◆ REQUEST:
Output each of the following items again, line for line, without changing anything.

··· SUPPLIED DATA ···

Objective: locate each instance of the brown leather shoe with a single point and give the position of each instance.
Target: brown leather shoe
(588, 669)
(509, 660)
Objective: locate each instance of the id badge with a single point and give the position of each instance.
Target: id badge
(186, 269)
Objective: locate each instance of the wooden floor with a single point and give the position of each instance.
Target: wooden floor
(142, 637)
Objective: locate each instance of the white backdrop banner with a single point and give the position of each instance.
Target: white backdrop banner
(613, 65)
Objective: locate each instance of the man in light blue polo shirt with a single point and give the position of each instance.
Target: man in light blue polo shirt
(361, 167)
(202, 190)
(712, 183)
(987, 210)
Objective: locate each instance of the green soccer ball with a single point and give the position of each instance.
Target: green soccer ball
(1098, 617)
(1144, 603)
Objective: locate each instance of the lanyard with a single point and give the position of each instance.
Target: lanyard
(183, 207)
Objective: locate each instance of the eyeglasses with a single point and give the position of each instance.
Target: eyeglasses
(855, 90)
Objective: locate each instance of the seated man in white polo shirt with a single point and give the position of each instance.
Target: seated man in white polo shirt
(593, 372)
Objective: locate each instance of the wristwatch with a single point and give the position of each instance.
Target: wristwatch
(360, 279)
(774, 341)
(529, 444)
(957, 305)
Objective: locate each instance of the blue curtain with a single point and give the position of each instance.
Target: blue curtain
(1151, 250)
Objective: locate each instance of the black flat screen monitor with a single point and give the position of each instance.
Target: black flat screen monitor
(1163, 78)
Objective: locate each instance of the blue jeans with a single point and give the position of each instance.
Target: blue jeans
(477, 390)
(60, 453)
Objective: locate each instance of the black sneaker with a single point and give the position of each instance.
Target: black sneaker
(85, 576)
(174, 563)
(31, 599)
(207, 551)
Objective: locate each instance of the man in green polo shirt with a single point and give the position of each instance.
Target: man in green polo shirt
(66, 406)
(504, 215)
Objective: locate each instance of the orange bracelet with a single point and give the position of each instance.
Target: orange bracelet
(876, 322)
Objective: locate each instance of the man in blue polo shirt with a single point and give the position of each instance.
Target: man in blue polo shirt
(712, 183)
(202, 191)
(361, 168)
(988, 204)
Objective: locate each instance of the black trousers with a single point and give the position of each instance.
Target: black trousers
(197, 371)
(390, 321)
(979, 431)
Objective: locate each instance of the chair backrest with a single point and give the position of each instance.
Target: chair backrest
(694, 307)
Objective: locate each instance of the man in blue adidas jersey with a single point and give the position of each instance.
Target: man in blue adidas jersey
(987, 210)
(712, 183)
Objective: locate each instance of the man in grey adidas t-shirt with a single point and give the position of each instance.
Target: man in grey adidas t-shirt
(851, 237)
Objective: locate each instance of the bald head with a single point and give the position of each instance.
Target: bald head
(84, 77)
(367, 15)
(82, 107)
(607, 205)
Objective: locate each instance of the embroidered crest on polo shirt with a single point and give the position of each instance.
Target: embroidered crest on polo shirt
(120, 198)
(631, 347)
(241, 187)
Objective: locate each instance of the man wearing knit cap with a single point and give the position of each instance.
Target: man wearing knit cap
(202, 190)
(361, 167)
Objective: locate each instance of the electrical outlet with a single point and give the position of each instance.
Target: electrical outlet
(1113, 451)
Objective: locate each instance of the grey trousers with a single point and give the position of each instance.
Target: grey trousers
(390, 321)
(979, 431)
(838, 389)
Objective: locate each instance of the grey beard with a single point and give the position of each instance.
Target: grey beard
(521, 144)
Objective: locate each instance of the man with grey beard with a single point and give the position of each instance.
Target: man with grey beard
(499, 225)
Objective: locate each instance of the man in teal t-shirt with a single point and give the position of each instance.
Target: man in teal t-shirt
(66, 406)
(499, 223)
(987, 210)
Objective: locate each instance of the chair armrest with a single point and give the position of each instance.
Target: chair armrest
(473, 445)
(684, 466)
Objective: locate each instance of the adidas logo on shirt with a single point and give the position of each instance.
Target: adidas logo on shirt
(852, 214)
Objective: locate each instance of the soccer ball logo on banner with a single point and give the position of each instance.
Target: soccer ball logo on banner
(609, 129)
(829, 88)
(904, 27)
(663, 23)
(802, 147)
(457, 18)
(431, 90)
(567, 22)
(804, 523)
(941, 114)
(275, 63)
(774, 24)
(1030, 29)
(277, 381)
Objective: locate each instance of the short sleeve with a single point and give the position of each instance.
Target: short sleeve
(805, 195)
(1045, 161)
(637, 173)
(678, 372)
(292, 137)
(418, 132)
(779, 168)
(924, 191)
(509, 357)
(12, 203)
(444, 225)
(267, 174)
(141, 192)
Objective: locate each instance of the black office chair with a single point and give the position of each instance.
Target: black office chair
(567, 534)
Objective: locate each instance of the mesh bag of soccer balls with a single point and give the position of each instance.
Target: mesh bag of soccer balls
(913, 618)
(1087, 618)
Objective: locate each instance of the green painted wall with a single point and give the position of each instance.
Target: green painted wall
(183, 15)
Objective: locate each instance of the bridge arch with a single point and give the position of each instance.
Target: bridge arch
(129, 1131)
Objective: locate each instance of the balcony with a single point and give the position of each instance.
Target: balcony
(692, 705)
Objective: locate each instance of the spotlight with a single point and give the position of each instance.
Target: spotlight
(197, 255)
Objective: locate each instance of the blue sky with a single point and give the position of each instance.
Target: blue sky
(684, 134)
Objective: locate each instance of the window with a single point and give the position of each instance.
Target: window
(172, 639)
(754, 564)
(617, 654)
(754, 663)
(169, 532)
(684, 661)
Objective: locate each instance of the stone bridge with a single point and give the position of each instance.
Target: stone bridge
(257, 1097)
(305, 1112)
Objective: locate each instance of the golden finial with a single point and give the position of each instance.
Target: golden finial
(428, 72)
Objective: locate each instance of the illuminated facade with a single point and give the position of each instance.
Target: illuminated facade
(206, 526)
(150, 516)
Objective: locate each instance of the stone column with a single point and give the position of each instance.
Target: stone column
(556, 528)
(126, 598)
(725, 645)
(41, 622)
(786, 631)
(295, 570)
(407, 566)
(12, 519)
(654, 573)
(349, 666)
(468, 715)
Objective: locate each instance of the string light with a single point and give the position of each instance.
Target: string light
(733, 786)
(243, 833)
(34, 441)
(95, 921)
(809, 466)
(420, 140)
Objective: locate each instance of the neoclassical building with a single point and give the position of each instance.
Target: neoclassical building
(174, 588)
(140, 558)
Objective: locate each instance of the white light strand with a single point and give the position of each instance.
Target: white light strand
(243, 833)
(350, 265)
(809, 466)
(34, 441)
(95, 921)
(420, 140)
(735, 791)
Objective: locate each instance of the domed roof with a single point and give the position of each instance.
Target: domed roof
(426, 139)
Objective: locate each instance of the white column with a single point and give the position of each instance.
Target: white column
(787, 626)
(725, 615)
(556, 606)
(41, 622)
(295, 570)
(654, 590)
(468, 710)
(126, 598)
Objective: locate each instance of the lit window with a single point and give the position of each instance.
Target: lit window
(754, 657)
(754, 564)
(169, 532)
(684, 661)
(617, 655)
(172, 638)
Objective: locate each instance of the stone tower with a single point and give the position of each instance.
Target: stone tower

···

◆ TASK ANSWER:
Objective: locate each instance of the brown leather shoe with a single point and give the position of each instance.
Target: brown leather shoe
(588, 669)
(509, 660)
Objective: locate each instance of the id badge with a single point and give the position of each instance.
Target: id badge
(186, 269)
Objective: locate each instance of the wooden floor with a single point and give the position of each instance.
Target: wooden floor
(142, 637)
Objective: locate each instance of the white backdrop banner with a single point and give the position of each instance.
Target: white backdrop banner
(613, 65)
Objective: locate each instance of the man in light blue polo shirt with a single point and give the position of each instance.
Target: man in light blue polo shirt
(361, 167)
(202, 190)
(712, 183)
(987, 210)
Objective: locate each instance of the green soccer ball with a single point and give the position of each instance.
Target: green soccer ball
(1098, 617)
(1144, 603)
Objective: locate each instance of the lanyard with a single point and give the position of each instance.
Target: lanyard
(183, 207)
Objective: locate each instance of the eyeglasses with a single point and give the position of each instance.
Target: eyeglasses
(855, 90)
Objective: locate each instance of the seated man in white polo shirt with a single point and give the position of each instance.
Target: seated man in white polo shirt
(593, 372)
Objective: locate each instance of the wristwatch with a single point and give the position of each instance.
Target: wristwatch
(360, 279)
(774, 341)
(529, 444)
(957, 305)
Objective: locate each instance of the blue curtain with a single point and give the position of each instance.
Target: blue curtain
(1151, 250)
Objective: locate each instance of the black flat screen monitor with a single point and give the position of each instance.
Target: black flat screen monitor
(1163, 78)
Objective: locate each instance of the blue jeans with a single point and give the position of each instance.
Target: blue jeans
(477, 390)
(60, 453)
Objective: locate each instance of the black sneaker with a single point and give the position of each instance.
Target: black sneaker
(85, 576)
(174, 563)
(31, 599)
(207, 551)
Objective: locate each instance of the man in green polo shirt with a single point and give the position of each instance.
Target: man in green polo shirt
(66, 406)
(504, 215)
Objective: locate each instance of the orange bracelet with a single point and give the position of each instance.
Target: orange bracelet
(876, 322)
Objective: locate each instance of the man in blue polo shirt with a single point and give the position of each instance.
Target: man in blue polo shirt
(712, 183)
(202, 191)
(361, 168)
(988, 204)
Objective: locate each instance of the black trousers with a single point and give the position of each instance.
Target: black trousers
(197, 371)
(390, 321)
(979, 431)
Objective: locate each instance of the chair backrest with a single point and give the position of each instance.
Target: chair backrest
(694, 307)
Objective: locate each instance of the man in blue adidas jersey with a single point and give the position of each instance.
Target: man in blue adidas jersey
(987, 210)
(712, 183)
Objective: locate each instance of the man in grey adidas t-shirt with a single point and give the position of each instance.
Target: man in grey adidas t-shirt
(851, 237)
Objective: locate each instance of the bald head with a single point and give the position of each instance.
Target: bald head
(84, 77)
(367, 15)
(82, 107)
(607, 205)
Objective: locate each instance of the embroidered crest on polo shirt with a single point and give the position of each instance.
Target: embroidered crest on polo shirt
(120, 198)
(631, 347)
(241, 187)
Objective: locate each instance of the man wearing knit cap with a single point and give the position of each instance.
Target: man wearing knit cap
(202, 190)
(361, 167)
Objective: locate each instance of the electrical outlet with a single point and give the position of each instance.
Target: electrical outlet
(1113, 451)
Objective: locate each instance of the grey trousers with a single point and give the position of each instance.
Target: grey trousers
(390, 321)
(979, 431)
(838, 389)
Objective: locate each instance of the grey beard with a single point and give the position of each instance.
Target: grey beard
(521, 144)
Objective: locate each instance of the man with grey beard with a single point and give the position of each instance.
Target: man with grey beard
(499, 225)
Objective: locate each instance of the man in teal t-shirt with a single point and give the position of each instance.
Target: man in teal t-shirt
(66, 406)
(499, 223)
(987, 210)
Objective: locate each instance of the chair armrest with a single point and give the position of each instance.
Target: chair armrest
(473, 445)
(684, 466)
Objective: locate each instance of the adidas logo on shirt with a single point and give the position of each instance.
Target: adidas logo on shirt
(852, 214)
Objective: locate each instance of the soccer ball logo on banner with a single point and give the position of each instance.
Target: soccer ball logo on banner
(609, 129)
(829, 88)
(904, 27)
(663, 23)
(802, 147)
(457, 18)
(431, 90)
(567, 22)
(804, 523)
(941, 114)
(275, 63)
(774, 24)
(1030, 29)
(277, 381)
Objective: locate each instance of the short sleeve with a single point and give the position of each instance.
Target: short sleeve
(805, 195)
(1045, 161)
(637, 173)
(678, 372)
(292, 137)
(418, 132)
(779, 168)
(924, 191)
(509, 357)
(12, 203)
(444, 225)
(267, 174)
(141, 192)
Objective: locate each instance of the black office chair with a single point and give the position of each instance.
Target: black office chair
(567, 534)
Objective: locate each instance of the mesh bag of soccer balls with a single point and give the position of each instance.
Target: mesh bag of soccer balls
(913, 618)
(1087, 618)
Objective: locate each instance of the green painted wall with a single point and give the position of each instance.
Target: green painted wall
(183, 15)
Objective: locate each instance of the bridge arch with a single point and give the position of each instance.
Target: bridge arch
(129, 1131)
Objective: locate each instance of the balcony with a single point and give the position of each instance.
Target: balcony
(692, 705)
Objective: locate each instance of the spotlight with a single point and give the position of each instance.
Target: spotlight
(197, 255)
Objective: locate each instance of the blue sky with a single point and give the position of each instance.
Target: blue sky
(684, 134)
Objective: locate each instance of the window with a single point and give the position of each instance.
Target: window
(172, 639)
(754, 564)
(617, 654)
(754, 663)
(169, 532)
(684, 661)
Objective: locate each instance of the stone bridge with a single point and give the position of each instance.
Target: stone bridge
(257, 1097)
(305, 1112)
Objective: locate each instance of the golden finial with a single point and give the position of each instance.
Target: golden finial
(428, 72)
Objective: locate each instance of the illuminated facade with a single point and give the position of each instance.
Target: illuminated facade
(206, 526)
(150, 516)
Objective: locate each instance of the stone column with a single point and give the position of each instance.
Target: stone column
(556, 528)
(126, 598)
(725, 645)
(41, 622)
(786, 631)
(295, 570)
(407, 566)
(12, 519)
(654, 573)
(349, 666)
(468, 715)
Objective: locate each instance of the string light with a single point and give the position of each instance.
Target: string light
(733, 786)
(243, 833)
(34, 441)
(95, 921)
(809, 466)
(420, 140)
Objective: locate each instance of the neoclassical building with a single point and give the position of each instance.
Target: neoclassical building
(174, 588)
(140, 558)
Objective: locate each instance of the white light strand with a single point and give the position of each instance.
Target: white light strand
(243, 833)
(350, 265)
(809, 466)
(34, 441)
(95, 921)
(420, 140)
(735, 791)
Objective: locate each instance of the domed roof with a single point and give the position of each instance.
Target: domed roof
(426, 139)
Objective: locate each instance of the white column with a single point and give the position of each instance.
Target: white column
(787, 626)
(725, 615)
(556, 606)
(41, 622)
(295, 570)
(654, 590)
(468, 710)
(126, 598)
Objective: locate each instance of the lit window with a single point and give the position of each instance.
Target: lit window
(754, 657)
(754, 564)
(169, 532)
(684, 661)
(617, 655)
(172, 638)
Objective: locate each instance of the stone tower with a single point and give the position of each instance.
Target: stone tower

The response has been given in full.